-- start --
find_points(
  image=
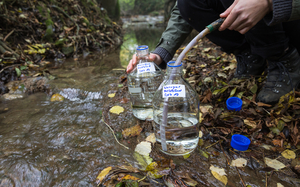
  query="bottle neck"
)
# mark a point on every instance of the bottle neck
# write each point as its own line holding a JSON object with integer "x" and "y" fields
{"x": 174, "y": 71}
-- end --
» PROBLEM REQUIREMENTS
Reproduce every line of the rows above, requests included, and increase each x and y point coordinate in the answers by 50. Omit the pictures.

» THE RESULT
find_points(
  image=
  query="bottle neck"
)
# mark a point on every instance of the bottle neck
# write each point as its own line holding a JSON object with integer "x" and "y" fields
{"x": 224, "y": 121}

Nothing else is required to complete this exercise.